Kisah Pria Asal Pidie Sukses ‘Mendulang’ Ikan Mas di Aceh Tenggara

Zulkarnain menebar pakan ikan di kolamnya. (Theacehpost.com/Armentoni)

ACEH Tenggara selain dikenal sebagai penghasil kakao (coklat), kemiri, karet, dan aneka buah-buahan juga menjadi lumbungnya ikan air tawar. Salah satu jenis ikan primadona dari Aceh Tenggara adalah ikan mas. Hingga saat ini jumlah masyarakat daerah itu yang membudidayakan ikan mas terus meningkat. Termasuklah di antaranya sosok pria bernama Zulkarnain, asal Pidie. Beberapa sisi kehidupan pria kelahiran 1969 ini direkam oleh Armentoni, Kontributor Theacehpost.com di Kutacane dan disajikan sebagai kisah inspiratif edisi ini.

banner 72x960

 

Sosok Zulkarnain, pria Aceh asal Pidie, kini menjadi petani sukses di Kabupaten Aceh Tenggara. Meskipun secara ekonomi sudah tergolong mapan, namun kehidupannya sehari hari tetap sederhana.

→ Petunjuk Kerja:
1 - Salin kata demi kata bagian teks sumber yang dimulai dari kata-kata yang memuat "Kisah Pria Asal" dan berakhir setelah "hari tetap sederhana.".
2 - Menurut teks sumber, Zulkarnain lahir pada tahun berapa?
Item-item sesudah ini adalah bahan terpisah dari teks sumber di atas.

→ Data yang Diberikan:
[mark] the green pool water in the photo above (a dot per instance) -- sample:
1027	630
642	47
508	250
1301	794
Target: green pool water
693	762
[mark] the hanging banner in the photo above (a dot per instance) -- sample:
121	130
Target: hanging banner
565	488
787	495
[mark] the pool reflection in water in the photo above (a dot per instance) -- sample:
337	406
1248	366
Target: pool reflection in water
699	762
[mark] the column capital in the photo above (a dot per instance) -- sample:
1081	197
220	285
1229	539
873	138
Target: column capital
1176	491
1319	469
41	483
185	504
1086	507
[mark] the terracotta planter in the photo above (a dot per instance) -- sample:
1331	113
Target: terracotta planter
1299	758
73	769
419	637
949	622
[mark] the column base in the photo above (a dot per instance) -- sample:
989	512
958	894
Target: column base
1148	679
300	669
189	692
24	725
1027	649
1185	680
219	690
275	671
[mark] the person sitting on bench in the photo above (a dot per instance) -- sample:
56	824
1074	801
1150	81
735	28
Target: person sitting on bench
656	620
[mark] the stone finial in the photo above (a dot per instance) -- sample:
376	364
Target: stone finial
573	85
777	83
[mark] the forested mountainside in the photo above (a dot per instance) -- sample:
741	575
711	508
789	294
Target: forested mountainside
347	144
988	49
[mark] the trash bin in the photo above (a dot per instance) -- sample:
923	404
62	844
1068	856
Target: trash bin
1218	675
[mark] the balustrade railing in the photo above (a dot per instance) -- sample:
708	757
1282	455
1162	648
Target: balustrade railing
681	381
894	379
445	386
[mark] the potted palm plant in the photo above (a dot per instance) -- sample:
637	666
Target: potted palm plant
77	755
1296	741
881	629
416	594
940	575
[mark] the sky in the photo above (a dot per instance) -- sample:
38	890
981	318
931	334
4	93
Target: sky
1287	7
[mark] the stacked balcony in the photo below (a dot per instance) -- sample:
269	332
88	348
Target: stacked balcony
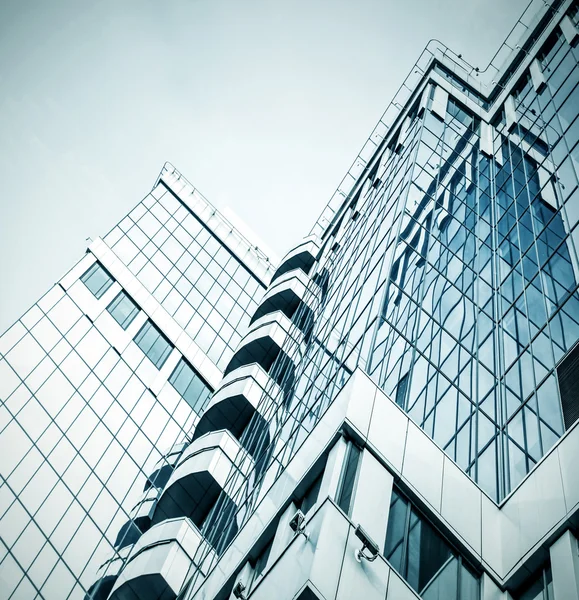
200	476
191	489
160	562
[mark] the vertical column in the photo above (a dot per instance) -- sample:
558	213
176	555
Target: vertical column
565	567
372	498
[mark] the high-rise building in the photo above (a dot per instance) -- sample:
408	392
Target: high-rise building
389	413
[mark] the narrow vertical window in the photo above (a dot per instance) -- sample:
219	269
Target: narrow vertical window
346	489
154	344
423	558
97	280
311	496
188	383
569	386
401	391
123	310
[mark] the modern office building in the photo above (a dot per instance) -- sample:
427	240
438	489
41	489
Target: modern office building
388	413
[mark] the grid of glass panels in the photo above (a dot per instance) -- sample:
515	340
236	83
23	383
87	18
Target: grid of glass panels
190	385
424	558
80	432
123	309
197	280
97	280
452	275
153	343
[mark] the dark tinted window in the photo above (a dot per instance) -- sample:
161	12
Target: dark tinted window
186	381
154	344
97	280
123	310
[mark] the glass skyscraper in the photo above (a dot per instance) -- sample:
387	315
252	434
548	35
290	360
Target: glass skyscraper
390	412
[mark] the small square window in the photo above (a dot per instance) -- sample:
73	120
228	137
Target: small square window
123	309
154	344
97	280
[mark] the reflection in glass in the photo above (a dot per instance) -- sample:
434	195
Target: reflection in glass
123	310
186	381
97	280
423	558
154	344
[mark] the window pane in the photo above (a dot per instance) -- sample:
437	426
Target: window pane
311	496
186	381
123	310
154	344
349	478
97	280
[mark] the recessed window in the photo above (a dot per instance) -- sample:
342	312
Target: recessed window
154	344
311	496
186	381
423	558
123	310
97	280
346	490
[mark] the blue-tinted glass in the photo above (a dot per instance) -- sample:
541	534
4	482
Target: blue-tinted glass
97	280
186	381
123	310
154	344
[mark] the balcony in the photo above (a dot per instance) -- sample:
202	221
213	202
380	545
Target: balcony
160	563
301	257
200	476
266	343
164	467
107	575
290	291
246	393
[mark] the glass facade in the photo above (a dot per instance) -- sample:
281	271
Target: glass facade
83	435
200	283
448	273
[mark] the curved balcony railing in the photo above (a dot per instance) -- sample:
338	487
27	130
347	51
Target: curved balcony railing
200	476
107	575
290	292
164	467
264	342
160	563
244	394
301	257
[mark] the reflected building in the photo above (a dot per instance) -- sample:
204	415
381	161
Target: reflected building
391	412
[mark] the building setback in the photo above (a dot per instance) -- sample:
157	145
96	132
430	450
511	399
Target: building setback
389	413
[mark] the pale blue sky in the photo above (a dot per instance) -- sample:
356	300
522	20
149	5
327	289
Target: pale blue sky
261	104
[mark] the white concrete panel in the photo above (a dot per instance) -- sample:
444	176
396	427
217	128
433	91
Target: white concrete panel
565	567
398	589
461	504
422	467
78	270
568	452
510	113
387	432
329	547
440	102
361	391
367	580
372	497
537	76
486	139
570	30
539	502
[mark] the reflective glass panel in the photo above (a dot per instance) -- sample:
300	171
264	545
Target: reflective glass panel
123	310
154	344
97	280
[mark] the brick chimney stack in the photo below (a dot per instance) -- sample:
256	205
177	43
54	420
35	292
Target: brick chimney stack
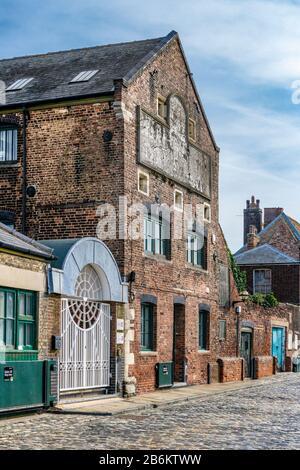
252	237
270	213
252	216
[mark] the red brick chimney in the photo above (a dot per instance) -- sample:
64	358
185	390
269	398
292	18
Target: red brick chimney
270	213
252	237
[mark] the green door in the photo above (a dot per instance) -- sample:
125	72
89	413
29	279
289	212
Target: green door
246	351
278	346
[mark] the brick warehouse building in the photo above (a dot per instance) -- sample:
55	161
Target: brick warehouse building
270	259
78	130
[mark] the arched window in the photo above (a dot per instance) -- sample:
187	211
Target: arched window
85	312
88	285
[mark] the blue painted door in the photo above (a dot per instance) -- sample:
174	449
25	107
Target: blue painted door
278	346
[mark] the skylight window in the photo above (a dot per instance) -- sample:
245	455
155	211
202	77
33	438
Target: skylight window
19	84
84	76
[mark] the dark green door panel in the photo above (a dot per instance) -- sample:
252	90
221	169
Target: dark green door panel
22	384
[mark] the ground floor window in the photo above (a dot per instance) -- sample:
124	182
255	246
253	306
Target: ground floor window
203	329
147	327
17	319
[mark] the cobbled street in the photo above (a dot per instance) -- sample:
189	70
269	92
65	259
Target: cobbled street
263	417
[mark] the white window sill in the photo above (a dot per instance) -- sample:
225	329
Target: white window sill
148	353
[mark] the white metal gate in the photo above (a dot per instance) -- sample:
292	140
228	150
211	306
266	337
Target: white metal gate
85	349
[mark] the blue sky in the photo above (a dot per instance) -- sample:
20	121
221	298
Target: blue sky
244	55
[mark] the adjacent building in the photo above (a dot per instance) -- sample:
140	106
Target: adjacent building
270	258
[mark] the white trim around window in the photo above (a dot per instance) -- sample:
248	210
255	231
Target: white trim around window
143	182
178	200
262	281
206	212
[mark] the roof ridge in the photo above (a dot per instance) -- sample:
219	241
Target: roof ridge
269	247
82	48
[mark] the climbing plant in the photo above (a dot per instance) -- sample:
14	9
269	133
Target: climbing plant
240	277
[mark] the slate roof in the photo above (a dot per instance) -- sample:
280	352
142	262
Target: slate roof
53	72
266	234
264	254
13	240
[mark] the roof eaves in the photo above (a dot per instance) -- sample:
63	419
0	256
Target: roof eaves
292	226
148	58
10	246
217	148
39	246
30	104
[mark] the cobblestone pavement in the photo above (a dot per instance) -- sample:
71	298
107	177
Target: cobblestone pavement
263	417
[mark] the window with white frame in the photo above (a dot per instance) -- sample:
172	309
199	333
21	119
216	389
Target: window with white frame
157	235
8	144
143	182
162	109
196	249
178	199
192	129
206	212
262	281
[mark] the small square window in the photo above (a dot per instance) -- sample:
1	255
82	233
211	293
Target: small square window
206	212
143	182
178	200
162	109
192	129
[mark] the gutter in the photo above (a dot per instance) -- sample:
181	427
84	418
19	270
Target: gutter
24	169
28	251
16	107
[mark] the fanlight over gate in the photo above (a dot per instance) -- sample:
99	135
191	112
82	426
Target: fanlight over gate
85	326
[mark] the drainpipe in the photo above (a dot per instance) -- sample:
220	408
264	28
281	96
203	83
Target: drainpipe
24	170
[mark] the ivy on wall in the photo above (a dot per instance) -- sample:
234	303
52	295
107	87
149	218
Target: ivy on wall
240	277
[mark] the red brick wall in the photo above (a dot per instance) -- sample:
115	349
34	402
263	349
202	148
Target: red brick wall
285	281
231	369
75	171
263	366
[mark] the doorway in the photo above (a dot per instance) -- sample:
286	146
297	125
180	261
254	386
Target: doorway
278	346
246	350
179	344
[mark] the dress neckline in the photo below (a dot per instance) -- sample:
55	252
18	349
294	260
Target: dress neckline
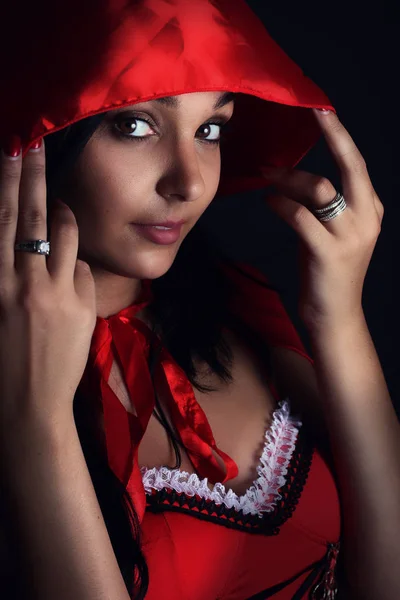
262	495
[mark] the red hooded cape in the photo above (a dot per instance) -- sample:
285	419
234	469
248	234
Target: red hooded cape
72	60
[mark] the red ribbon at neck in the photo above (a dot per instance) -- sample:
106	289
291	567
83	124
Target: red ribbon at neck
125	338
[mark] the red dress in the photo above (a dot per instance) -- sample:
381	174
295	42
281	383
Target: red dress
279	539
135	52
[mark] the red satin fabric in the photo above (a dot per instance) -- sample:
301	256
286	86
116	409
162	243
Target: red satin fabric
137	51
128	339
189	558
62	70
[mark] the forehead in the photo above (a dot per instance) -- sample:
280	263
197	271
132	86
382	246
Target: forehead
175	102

→ Kumpulan Jawaban:
1 -
Kisah Pria Asal Pidie Sukses ‘Mendulang’ Ikan Mas di Aceh Tenggara

Zulkarnain menebar pakan ikan di kolamnya. (Theacehpost.com/Armentoni)

ACEH Tenggara selain dikenal sebagai penghasil kakao (coklat), kemiri, karet, dan aneka buah-buahan juga menjadi lumbungnya ikan air tawar. Salah satu jenis ikan primadona dari Aceh Tenggara adalah ikan mas. Hingga saat ini jumlah masyarakat daerah itu yang membudidayakan ikan mas terus meningkat. Termasuklah di antaranya sosok pria bernama Zulkarnain, asal Pidie. Beberapa sisi kehidupan pria kelahiran 1969 ini direkam oleh Armentoni, Kontributor Theacehpost.com di Kutacane dan disajikan sebagai kisah inspiratif edisi ini.

banner 72x960

 

Sosok Zulkarnain, pria Aceh asal Pidie, kini menjadi petani sukses di Kabupaten Aceh Tenggara. Meskipun secara ekonomi sudah tergolong mapan, namun kehidupannya sehari hari tetap sederhana.

2 - Tahun 1969.